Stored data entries
· · ·

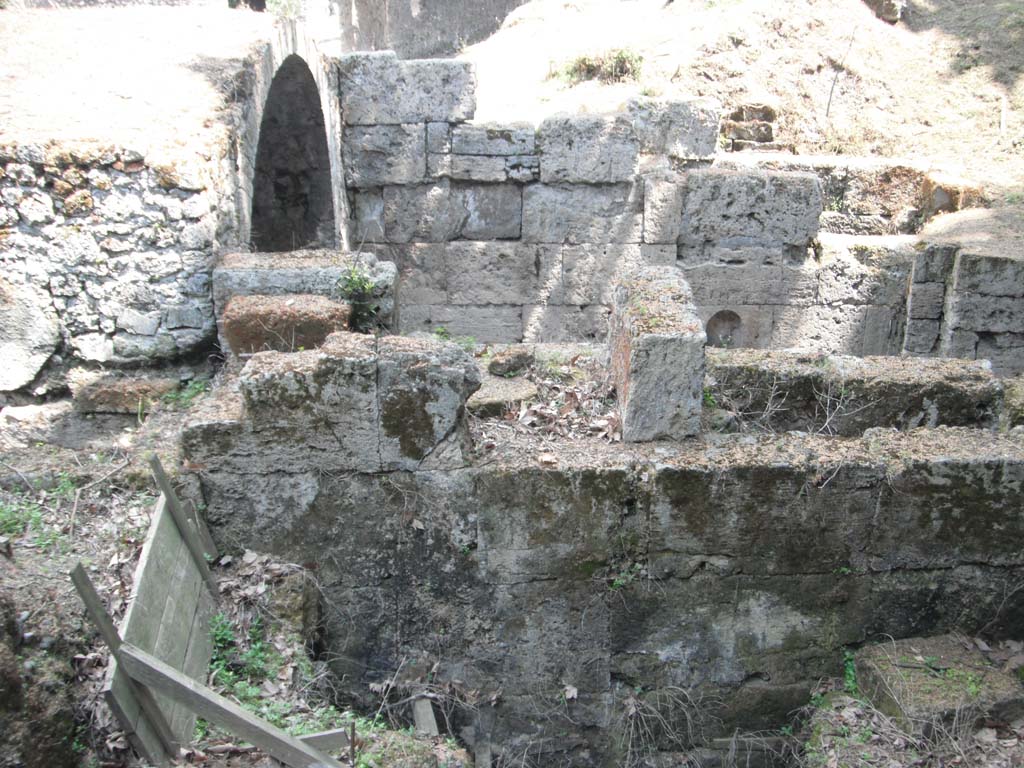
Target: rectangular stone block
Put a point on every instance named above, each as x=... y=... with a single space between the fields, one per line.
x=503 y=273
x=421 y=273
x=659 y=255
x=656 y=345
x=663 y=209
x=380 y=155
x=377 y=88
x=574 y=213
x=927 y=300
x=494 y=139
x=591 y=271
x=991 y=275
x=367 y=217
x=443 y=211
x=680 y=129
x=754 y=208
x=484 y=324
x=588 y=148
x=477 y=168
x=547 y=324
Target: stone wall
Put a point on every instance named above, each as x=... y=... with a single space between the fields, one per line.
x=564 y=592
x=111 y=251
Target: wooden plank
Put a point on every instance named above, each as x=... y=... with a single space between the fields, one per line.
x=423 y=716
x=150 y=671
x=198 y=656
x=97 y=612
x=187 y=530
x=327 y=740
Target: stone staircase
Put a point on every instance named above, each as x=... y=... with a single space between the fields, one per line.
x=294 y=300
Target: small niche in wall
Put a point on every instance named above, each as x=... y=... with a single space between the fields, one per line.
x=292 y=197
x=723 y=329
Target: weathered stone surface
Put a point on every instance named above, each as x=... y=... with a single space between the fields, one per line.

· · ·

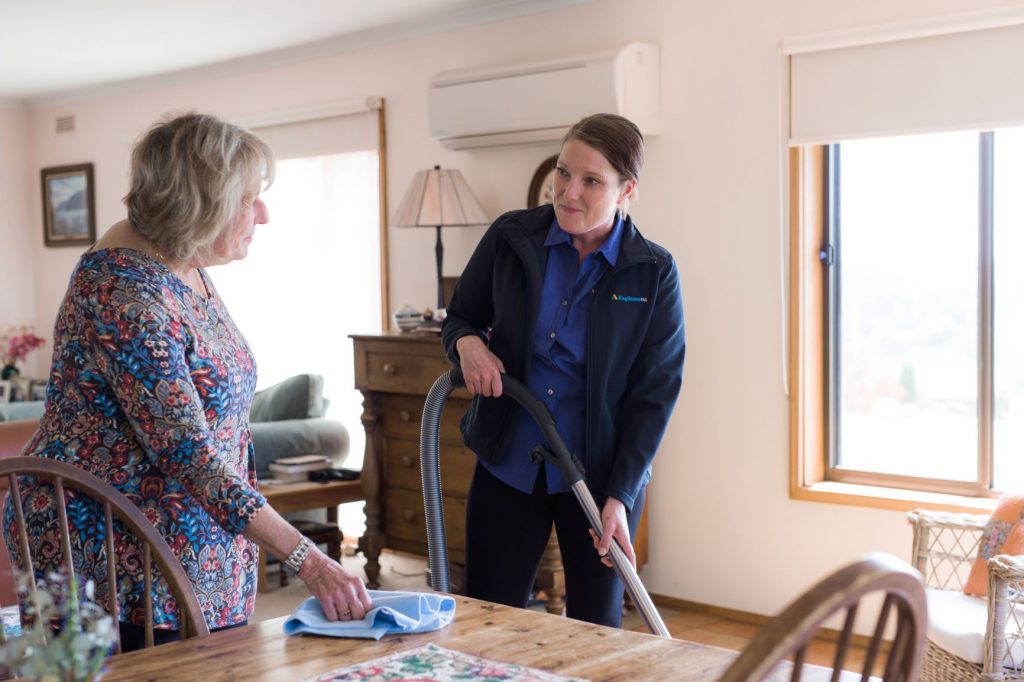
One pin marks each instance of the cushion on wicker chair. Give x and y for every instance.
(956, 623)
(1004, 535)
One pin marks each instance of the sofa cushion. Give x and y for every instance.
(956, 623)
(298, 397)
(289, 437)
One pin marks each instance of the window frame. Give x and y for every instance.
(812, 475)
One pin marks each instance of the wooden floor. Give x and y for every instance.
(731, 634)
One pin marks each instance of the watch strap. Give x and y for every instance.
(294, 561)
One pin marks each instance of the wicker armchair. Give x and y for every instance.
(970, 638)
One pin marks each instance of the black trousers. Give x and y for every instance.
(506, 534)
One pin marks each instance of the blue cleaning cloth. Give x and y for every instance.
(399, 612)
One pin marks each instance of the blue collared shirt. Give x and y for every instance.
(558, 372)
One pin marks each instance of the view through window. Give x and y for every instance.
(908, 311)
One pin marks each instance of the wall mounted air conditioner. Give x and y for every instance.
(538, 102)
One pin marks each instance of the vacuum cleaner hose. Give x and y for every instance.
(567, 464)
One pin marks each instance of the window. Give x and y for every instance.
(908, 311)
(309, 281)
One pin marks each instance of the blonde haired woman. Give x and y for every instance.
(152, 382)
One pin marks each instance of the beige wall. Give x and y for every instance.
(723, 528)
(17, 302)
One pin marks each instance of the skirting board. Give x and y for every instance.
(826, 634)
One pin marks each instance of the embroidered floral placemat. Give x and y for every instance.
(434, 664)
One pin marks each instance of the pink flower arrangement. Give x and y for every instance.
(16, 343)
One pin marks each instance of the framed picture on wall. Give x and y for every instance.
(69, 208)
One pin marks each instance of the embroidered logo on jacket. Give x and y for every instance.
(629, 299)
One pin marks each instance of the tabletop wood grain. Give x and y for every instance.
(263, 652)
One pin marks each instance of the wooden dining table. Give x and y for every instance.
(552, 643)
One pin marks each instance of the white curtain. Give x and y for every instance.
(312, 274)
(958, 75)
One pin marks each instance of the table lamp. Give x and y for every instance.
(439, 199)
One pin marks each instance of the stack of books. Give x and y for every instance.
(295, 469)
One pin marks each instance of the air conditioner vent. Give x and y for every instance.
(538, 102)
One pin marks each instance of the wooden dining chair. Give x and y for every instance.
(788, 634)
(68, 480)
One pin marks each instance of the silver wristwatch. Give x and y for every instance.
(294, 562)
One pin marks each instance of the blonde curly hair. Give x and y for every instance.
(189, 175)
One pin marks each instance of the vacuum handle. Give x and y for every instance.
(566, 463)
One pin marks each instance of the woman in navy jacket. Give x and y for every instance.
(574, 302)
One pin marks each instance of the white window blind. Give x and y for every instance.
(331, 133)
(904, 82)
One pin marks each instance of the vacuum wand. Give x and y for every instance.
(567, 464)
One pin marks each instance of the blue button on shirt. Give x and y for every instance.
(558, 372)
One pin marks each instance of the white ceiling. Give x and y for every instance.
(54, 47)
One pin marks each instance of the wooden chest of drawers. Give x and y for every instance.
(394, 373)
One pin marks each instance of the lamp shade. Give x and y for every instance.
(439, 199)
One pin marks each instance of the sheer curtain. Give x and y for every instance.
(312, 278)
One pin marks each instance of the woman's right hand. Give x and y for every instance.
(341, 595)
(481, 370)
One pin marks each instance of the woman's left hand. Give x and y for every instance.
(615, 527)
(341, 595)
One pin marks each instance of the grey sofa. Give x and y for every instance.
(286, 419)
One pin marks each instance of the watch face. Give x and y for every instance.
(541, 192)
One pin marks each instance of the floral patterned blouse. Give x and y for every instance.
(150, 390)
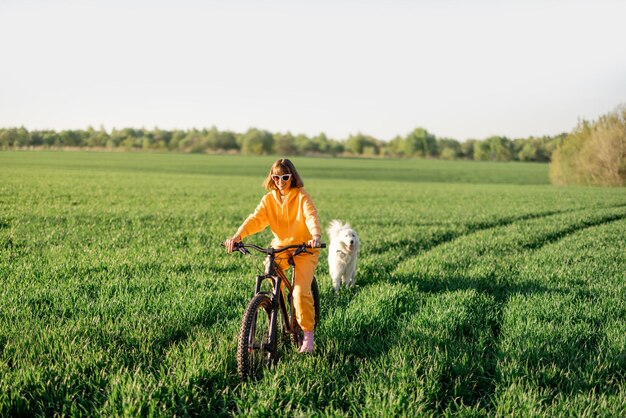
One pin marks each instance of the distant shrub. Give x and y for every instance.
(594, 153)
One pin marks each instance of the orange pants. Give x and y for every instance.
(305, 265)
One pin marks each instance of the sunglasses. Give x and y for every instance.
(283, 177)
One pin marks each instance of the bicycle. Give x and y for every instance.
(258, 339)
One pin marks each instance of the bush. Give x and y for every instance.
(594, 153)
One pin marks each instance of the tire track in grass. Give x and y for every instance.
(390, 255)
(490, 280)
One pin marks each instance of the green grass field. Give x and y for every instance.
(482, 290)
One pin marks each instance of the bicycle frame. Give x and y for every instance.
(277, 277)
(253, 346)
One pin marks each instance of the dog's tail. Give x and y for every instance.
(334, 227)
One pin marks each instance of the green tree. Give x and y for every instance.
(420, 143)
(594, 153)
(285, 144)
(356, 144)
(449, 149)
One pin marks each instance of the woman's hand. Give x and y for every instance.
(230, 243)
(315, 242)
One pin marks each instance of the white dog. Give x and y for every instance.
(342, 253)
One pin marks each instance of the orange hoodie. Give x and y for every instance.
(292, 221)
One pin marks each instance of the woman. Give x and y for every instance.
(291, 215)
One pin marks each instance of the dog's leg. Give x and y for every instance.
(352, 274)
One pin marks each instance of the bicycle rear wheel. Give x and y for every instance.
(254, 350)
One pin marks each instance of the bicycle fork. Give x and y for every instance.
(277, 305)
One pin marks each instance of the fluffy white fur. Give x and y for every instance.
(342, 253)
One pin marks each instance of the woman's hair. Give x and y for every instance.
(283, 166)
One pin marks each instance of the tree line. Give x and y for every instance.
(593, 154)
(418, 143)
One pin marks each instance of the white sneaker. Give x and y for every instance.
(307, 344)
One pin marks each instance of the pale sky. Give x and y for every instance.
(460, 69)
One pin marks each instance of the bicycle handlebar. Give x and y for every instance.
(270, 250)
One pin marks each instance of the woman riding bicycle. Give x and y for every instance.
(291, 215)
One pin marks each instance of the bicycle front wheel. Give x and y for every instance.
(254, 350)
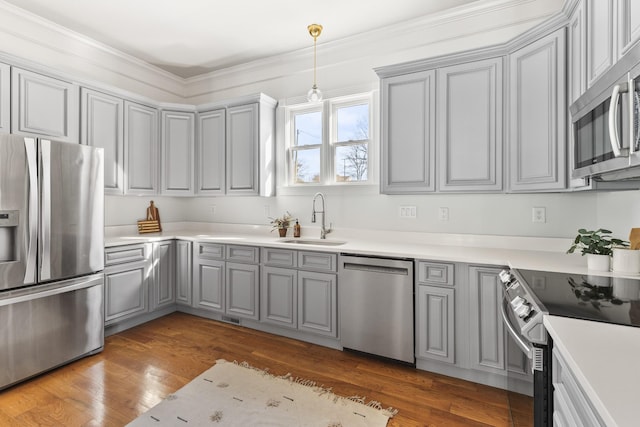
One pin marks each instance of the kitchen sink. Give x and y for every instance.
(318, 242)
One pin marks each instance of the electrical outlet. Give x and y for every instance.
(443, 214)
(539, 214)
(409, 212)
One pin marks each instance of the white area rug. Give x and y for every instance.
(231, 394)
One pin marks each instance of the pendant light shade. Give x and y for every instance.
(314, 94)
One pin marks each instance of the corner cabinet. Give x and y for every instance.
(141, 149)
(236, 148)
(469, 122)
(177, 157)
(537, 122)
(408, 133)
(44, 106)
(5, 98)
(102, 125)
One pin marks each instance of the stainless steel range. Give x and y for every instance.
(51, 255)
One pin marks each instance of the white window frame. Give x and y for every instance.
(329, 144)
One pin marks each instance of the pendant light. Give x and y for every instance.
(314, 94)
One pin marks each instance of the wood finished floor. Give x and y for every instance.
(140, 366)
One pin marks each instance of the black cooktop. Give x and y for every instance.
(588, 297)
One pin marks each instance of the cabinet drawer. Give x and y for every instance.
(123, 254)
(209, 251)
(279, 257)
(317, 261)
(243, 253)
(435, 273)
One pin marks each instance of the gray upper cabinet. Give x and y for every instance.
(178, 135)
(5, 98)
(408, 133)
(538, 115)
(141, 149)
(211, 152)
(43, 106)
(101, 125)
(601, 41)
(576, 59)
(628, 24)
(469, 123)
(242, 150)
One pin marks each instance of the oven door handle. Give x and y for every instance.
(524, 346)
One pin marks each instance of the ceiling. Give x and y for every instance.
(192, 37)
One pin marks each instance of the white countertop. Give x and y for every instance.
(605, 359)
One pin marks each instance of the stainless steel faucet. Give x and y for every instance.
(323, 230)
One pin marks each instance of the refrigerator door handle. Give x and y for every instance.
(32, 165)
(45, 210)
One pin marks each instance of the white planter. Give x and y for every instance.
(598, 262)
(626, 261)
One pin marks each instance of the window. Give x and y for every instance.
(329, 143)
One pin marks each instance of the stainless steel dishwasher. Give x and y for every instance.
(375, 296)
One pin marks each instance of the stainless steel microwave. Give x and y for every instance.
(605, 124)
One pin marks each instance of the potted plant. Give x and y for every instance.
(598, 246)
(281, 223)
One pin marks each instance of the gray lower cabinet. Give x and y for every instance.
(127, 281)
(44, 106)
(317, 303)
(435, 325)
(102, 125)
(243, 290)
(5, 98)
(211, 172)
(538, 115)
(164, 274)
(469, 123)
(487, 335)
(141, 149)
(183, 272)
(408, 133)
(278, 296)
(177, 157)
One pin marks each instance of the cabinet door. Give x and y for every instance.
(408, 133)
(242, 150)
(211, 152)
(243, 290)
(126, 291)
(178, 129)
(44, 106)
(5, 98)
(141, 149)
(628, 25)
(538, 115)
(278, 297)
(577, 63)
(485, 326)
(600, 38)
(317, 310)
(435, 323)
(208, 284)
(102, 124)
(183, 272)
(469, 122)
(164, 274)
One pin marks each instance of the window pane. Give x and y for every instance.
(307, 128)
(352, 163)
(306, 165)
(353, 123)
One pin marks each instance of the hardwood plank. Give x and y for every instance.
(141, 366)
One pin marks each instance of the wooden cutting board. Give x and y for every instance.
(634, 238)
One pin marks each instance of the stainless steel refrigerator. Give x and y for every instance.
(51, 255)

· · ·

WORK ORDER :: Which lines of the records contain the word "Target"? Copy each of them.

REPLY TO THE EXERCISE ::
Target: rectangular stone block
Target: stone wall
Target: wooden plank
Target: stone staircase
Target: small niche in wall
Target: weathered stone surface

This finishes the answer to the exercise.